- [PROBLEMS]:
[1] The post on Reed–Solomon codes names several everyday activities that, without error correcting codes, would be impossible or much less efficient. List every one of those activities.
[2] Carry on the Reed–Solomon codes post from the point where it stops, starting after its last sentence.

- [TEXT EXCERPT]:
_ _ _

Twelve Days 2013: Reed–Solomon Codes
The Twelve Days of Christmas…err…Algorithms
Ok, so the “real” twelve days of Christmas starts on the 25th of December, but I like the idea of starting on the 12th. Starting today and ending Christmas Eve I’ll write about a different algorithm or data structure each day. These posts will be quick reads (except for this kickoff one) and range in complexity but they’ll all follow three simple rules:
- I’m only writing about things that I’ve used myself and that I hope are general enough to benefit others.
- If you don’t want commentary, every post will start with a TL/DR explaining the use with links to resources/implementations when applicable.
- They’ve gotta have a cool factor.
And with that, let’s start day one…
Day One: Reed–Solomon Codes
TL/DR
Reed–Solomon codes are a fast, super useful form of error correction that’s easily implemented in software. If you need to transmit data over a noisy channel (think UDP over WAN) or if you’re writing a file system/highly reliable data store, they’re your friend, especially for latency critical applications. There’s a high quality C implementation in QFS (Quantcast File System), based on the original implementation in KFS.
A Brief Introduction to Error Correction
Without error correcting codes, storing data on a hard drive, making a phone call, listening to music, or watching a DVD would all fall somewhere on the spectrum of “impossible” to “much less efficient.” Error correction is a beautiful application of pure math to a real world application. There’s a huge range of error correction/detection schemes but they come in two broad categories: backward error correction in which an error is detected and the data is re-requested, or forward error correction in which data is sent with enough redundancy to detect an error and correct for it.

_ _ _

- [PROVIDED RECORDS]:

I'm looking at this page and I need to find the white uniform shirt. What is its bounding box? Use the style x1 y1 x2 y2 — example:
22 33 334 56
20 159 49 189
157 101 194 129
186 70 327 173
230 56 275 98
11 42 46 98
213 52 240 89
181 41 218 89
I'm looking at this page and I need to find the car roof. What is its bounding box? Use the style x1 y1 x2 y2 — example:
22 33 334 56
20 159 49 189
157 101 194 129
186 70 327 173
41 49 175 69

_ _ _

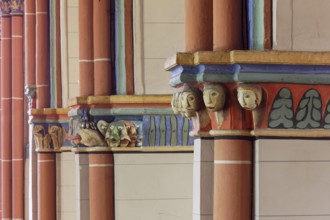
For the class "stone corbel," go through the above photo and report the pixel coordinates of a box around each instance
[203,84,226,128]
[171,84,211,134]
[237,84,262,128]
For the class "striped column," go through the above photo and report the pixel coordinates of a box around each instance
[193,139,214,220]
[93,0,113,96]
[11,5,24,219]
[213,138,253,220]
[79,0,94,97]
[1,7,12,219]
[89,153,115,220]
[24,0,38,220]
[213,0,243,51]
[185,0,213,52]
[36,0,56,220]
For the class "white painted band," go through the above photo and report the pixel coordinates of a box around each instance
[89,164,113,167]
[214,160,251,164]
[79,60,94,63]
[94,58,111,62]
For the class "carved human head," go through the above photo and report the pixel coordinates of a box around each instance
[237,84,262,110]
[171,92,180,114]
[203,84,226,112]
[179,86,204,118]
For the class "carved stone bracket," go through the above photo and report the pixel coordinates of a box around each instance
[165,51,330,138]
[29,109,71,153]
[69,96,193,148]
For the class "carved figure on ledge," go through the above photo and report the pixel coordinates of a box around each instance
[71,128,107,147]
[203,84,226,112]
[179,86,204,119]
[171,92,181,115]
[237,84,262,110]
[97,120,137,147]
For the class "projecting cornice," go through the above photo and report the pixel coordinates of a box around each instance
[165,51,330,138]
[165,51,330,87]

_ _ _

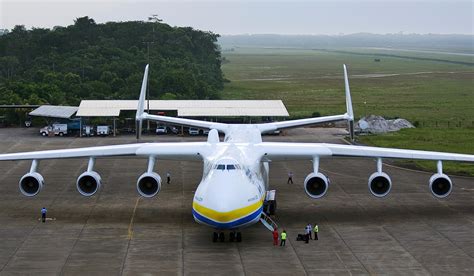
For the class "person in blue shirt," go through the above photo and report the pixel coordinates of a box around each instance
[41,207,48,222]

_ _ _

- [RESPONSES IN ORDER]:
[1]
- Storing data on a hard drive
- Making a phone call
- Listening to music
- Watching a DVD

[2]
Fundamental limits dictate the maximum efficiency of any error correction scheme. Within those limits, different schemes have their pros, cons and common use cases. One important consideration is the ease and efficiency of an implementation in hardware or software. Error correction is frequently applied real-time (think cellphone conversations or reading from a Blu-ray disk) so speed is often a primary concern on the encoding or decoding end, and sometimes both.
Reed–Solomon codes are a powerful and early example of error correction. They’re still in widespread use as they perform well and are relatively fast even when implemented without special hardware. Modern alternatives such as Turbo Codes are closer to the Shannon Limit but their decoding process is complex and higher latency. For Reed–Solomon, encoding is a simple linear operation, and decoding can be made efficient.
The first time I saw Reed–Solomon codes the concept went right over my head. They were presented using way more abstract algebra than I understood at the time and I missed the fact that they rely on pretty simple, elegant concepts. Yes, you do need to know about Galois field theory and abstract algebra to prove results on the general case of Reed–Solomon, or to develop an efficient implementation. However, appreciating the beauty of how it works or experimenting with a special case requires only algebra and some faith in the underlying math. What follows is a toy example. Real implementations take a different approach mathematically for performance reasons. Standard CPUs weren’t built to do efficient math on finite fields (although they often are in hardware).
The Intuition
Let’s forget about codes for a second and think back to geometry. A line is uniquely defined by two points. Giving someone a third point picked from that line doesn’t convey any additional information, or change how you would draw that line. Now imagine that you want to tell your friend Sally two numbers over a bad phone connection. One approach is to ask her to draw a line passing through a series of points, and tell her that the slope and the intercept of that line are the two numbers that you want her to have. If you state three collinear points and Sally doesn’t hear one pair—not a problem, she can still draw a line identical to yours and recover the slope and intercept. Likewise, if she goes to draw the line and finds that the three points don’t line up, she’ll know that something went wrong.
When we describe our line we can add as much redundancy as we want by including extra points in our description. As long as our final message arrives with at least two of them, we’re good to go. However, what happens if instead of not hearing us at all, our friend hears us incorrectly? Now we have a new problem—determining which points are garbage.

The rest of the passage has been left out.